Write out all of the records below again, putting "widest part" in place of each "thickest part" and changing nothing else.

* [Excerpted data]:
-- -- --

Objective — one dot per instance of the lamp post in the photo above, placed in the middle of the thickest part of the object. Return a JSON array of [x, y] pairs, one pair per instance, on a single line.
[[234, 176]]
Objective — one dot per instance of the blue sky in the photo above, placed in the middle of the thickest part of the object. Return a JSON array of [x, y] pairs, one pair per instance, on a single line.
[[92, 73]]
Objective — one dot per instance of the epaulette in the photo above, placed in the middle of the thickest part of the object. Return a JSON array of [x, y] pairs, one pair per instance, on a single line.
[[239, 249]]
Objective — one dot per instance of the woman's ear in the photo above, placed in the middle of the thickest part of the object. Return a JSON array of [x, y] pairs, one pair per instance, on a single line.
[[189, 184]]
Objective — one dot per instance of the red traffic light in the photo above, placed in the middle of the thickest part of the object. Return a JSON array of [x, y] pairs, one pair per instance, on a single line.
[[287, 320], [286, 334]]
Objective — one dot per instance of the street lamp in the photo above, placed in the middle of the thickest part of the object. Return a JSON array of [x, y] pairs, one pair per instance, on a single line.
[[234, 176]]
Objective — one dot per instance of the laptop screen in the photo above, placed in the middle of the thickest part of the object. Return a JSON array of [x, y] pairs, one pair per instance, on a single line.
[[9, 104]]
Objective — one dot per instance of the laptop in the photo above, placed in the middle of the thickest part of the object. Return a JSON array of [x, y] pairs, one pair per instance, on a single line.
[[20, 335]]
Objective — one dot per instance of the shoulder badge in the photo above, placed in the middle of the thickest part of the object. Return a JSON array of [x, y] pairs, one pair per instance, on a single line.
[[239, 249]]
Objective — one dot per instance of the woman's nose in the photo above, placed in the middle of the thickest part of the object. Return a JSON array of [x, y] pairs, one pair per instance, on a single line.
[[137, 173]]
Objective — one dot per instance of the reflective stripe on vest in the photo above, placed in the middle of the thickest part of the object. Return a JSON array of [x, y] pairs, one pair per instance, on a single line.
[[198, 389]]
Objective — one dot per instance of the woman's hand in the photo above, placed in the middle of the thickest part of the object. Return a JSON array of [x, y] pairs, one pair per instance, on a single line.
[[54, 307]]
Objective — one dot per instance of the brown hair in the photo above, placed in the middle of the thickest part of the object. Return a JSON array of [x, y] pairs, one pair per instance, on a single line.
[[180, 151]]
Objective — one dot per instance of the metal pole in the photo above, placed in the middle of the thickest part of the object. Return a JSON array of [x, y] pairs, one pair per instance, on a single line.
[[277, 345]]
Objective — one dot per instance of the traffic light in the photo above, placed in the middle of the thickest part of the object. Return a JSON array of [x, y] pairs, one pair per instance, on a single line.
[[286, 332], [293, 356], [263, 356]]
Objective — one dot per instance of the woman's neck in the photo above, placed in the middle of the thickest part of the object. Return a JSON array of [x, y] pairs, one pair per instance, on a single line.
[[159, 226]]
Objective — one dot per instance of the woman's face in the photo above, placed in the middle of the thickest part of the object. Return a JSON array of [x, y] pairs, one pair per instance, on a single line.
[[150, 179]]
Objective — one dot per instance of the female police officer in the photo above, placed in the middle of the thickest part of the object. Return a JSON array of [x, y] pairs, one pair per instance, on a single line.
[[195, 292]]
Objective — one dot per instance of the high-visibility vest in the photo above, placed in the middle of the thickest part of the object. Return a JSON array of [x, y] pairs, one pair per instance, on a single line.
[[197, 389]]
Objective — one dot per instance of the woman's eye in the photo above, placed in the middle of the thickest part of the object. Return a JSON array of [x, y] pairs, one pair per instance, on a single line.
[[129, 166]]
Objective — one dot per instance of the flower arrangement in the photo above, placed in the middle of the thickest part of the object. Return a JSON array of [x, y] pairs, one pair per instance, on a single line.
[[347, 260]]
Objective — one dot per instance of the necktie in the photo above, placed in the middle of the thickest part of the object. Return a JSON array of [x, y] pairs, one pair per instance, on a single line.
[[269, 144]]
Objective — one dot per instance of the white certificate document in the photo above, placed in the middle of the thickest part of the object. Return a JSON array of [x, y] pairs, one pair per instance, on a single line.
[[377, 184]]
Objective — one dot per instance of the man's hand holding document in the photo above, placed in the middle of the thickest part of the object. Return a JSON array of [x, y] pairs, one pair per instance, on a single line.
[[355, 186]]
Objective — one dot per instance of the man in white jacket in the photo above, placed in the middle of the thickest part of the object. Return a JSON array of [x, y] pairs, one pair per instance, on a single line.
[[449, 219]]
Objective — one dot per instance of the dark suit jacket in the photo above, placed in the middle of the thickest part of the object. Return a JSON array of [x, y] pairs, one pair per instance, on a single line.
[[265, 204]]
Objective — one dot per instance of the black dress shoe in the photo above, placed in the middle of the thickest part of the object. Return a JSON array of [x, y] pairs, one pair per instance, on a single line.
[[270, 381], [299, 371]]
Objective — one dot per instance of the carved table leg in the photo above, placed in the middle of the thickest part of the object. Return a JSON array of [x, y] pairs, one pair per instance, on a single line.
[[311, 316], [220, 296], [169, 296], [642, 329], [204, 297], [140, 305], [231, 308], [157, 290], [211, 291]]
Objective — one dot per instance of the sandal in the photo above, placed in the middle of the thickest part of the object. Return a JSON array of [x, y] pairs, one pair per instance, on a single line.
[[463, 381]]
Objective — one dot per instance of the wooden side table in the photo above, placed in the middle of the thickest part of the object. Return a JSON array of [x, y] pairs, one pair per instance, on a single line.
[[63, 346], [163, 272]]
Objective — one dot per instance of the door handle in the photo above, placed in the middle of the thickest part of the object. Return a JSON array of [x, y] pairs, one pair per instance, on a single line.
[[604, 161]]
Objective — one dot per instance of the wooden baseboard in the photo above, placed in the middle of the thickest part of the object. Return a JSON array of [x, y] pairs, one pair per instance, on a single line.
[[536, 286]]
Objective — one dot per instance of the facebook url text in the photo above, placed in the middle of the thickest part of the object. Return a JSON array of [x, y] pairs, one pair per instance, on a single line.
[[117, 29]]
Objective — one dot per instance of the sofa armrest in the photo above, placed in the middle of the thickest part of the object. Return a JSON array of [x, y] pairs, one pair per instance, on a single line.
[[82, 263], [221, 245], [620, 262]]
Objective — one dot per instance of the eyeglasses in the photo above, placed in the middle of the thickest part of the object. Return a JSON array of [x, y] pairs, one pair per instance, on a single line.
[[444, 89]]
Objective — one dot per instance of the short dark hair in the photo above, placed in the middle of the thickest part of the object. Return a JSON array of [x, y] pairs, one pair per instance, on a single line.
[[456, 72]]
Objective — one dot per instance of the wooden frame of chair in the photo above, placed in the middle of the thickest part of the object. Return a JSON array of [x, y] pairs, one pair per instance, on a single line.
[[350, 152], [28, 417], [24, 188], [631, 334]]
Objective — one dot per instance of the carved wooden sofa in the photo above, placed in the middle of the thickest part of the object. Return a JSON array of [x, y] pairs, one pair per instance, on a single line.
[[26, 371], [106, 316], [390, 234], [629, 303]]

-- -- --

* [Output for this exercise]:
Objective — one dot per instance of the lamp post in the photo above, placed in the middle of the widest part of the object. Return a JSON array of [x, y] pairs, one pair per instance, on a single line.
[[234, 176]]
Objective — one dot per instance of the blue sky in the photo above, placed in the middle of the widest part of the object. Return a JSON array of [x, y] pairs, one pair per instance, on a single line.
[[92, 73]]
Objective — one dot per instance of the epaulette in the photo above, placed in the middle of the widest part of the object. Return a JSON array of [x, y] pairs, one pair per instance, on a single line.
[[239, 249]]
Objective — one dot per instance of the woman's ear in the photo above, placed in the middle of the widest part of the object. Return a JSON array of [x, y] pairs, one pair per instance, on a single line.
[[189, 184]]
Objective — one dot per instance of the red traffic light in the photo above, placed in the middle of the widest part of the object. Return a JSON array of [x, y] pairs, one pair per instance, on a single line.
[[287, 320], [286, 334]]
Objective — one dot per instance of the street lamp in the photo above, placed in the middle of the widest part of the object. Return a JSON array of [x, y] pairs, one pair per instance, on a single line.
[[234, 176]]
Objective — one dot per instance of the laptop screen in the photo above, placed in the middle of the widest part of the object. Return a JSON array of [x, y] pairs, one pair per instance, on a single line.
[[9, 104]]
Objective — one dot per instance of the laptop in the photo above, placed in the middle of the widest part of the object. Return a JSON array of [x, y] pairs, one pair per instance, on a single line.
[[20, 335]]
Objective — one dot per instance of the shoulder badge in the photo above, placed in the middle of the widest part of the object. Return a JSON array of [x, y] pairs, one pair per instance, on a single line.
[[239, 249]]
Objective — one dot per instance of the woman's nose in the photo above, placed in the middle of the widest part of the object. Return a JSON array of [x, y] pairs, one pair per instance, on a single line.
[[137, 173]]
Objective — one dot per instance of the reflective stripe on vest in the photo above, placed in the middle of the widest part of the object. Return a JSON array of [x, y] pairs, one pair per instance, on a single line.
[[198, 389]]
Objective — one dot per instance of the woman's hand in the photo above, placed in the middle of the widest part of the object. Return a JSON array of [x, y] pairs, one pair per instance, on a single line.
[[54, 307]]
Objective — one dot per instance of the brown hair in the photo above, placed in the middle of the widest part of the object. Return a JSON array of [x, y] pairs, one pair per instance, on a single line.
[[180, 151]]
Objective — one dot per instance of the metal pole in the photo above, placed in the middle of the widest part of the object. Return a JSON array of [x, y] pairs, one pair per instance, on a single line.
[[277, 345]]
Objective — one dot per instance of the traffic light in the photo above, placed in the middle of the widest part of the object. Return a JSON array of [x, y] pairs, one pair per instance, on a single line.
[[286, 332], [293, 356], [263, 356]]
Objective — one dot per instance of the woman's neck in the photo above, placed in the middle of the widest part of the object. Return a JSON array of [x, y] pairs, one pair per instance, on a single line.
[[159, 226]]
Objective — one dot per instance of the woman's face in the photo above, placed in the middle of the widest part of the object. Return a JSON array of [x, y] pairs, one pair per instance, on a single line.
[[150, 179]]
Objective — one dot per instance of the female police officer in the photo above, placed in the middle of the widest part of the object. Return a JSON array of [x, y] pairs, one pair per instance, on a single line.
[[195, 292]]
Objective — one dot per instance of the high-visibility vest in the photo above, placed in the middle of the widest part of the object. Return a JSON array of [x, y] pairs, one pair per instance, on a single line.
[[197, 389]]
Objective — one dot per instance of the woman's eye in the photo above, placed in the middle of the widest part of the object. Return a JSON array of [x, y] pairs, one pair per instance, on a single line.
[[129, 166]]
Objective — one dot per instance of the flower arrangement in the photo above, placed in the middle of the widest part of the object. Return a JSON array of [x, y] pairs, one pair per instance, on a single line.
[[347, 260]]
Objective — one dot per instance of the necktie in the photo above, placed in the middle of the widest part of the object. Return a JSON array of [x, y] pairs, one pair per instance, on a single line.
[[269, 144]]
Objective — one dot per instance of the white certificate document in the photo above, placed in the middle of the widest part of the object. Return a JSON array of [x, y] pairs, one pair per instance, on a single line.
[[377, 184]]
Objective — one dot per instance of the man's hand holding document in the photo above, placed in the middle of the widest part of the object. Return a JSON array of [x, y] pairs, one pair per instance, on a single line.
[[355, 186]]
Objective — one dot per instance of the man in white jacket in the photo above, placed in the middle of the widest part of the object. Return a JSON array of [x, y] pairs, one pair per instance, on a single line.
[[449, 219]]
Objective — one dot per instance of the dark suit jacket in the photo above, placed in the middle of the widest part of the object. Return a JSON array of [x, y] pairs, one pair per instance, on a single line.
[[265, 204]]
Objective — one dot per instance of the black dress shoe in the photo above, placed in the middle of the widest part of the object. Return a JSON array of [x, y] pairs, one pair per instance, on a single line.
[[270, 381], [299, 371]]
Objective — one dot per instance of the carved table leg in the photo above, placed in the middle of the widest part of the object. Return a JSON array of [x, y] pairs, one pair per instance, on a single line.
[[311, 316], [220, 296], [169, 296], [642, 329], [204, 297], [140, 305], [231, 308], [157, 290], [211, 291]]
Objective — one dot per instance of the sandal in the photo above, placed in the middle of the widest part of the object. Return a JSON array of [x, y] pairs, one pair per instance, on a single line.
[[463, 381]]
Objective — one dot per instance of the wooden side table in the photo above, placed in the middle of the widest part of the object. Return a JSON array of [x, y] pairs, one pair per instance, on a single line.
[[63, 346], [163, 272]]
Objective — one dot per instance of the door handle in the photo above, placed in the middle of the widest part of the object. Return a JSON array of [x, y] pairs, one pair per instance, on a single line.
[[604, 161]]
Objective — one dot per instance of the wooden baseboard in the photo above, placed in the middle of the widest part of the object. Return a JSON array of [x, y] pairs, one pair per instance, on a single line.
[[536, 286]]
Objective — one dot per instance of the facebook url text in the photo above, placed in the middle of the widest part of the object. Return a JSON array of [x, y] pairs, one pair per instance, on a single line.
[[117, 29]]
Objective — one dot per instance of the sofa armrest in the photo above, placed in the middle of the widest part of the object. Return a JSON array of [x, y] pairs, one pair per instance, on a single line.
[[82, 263], [221, 245], [620, 262]]
Objective — one dot per instance of the eyeglasses in the photo above, placed in the middle of the widest part of the object. Return a JSON array of [x, y] pairs, one pair per instance, on a single line.
[[444, 89]]
Objective — one dot per instance of the short dark hair in the photo above, placed in the middle of the widest part of the object. Return a JSON array of [x, y] pairs, one pair per instance, on a single line.
[[456, 72]]
Objective — one dot per instance of the wooden frame of chair in the photo above, placed in the middle of the widest part of the object. Return a JSON array of [x, y] pairs, one pair per instance, on a single line.
[[350, 152], [28, 417], [24, 188], [631, 334]]
Objective — one dot per instance of the carved wooden sofa in the photo above, placed in the middle of the widest part of the object. Return a JSON array of [x, y] pairs, one pair per instance, on a single line.
[[26, 371], [106, 316], [390, 234], [629, 303]]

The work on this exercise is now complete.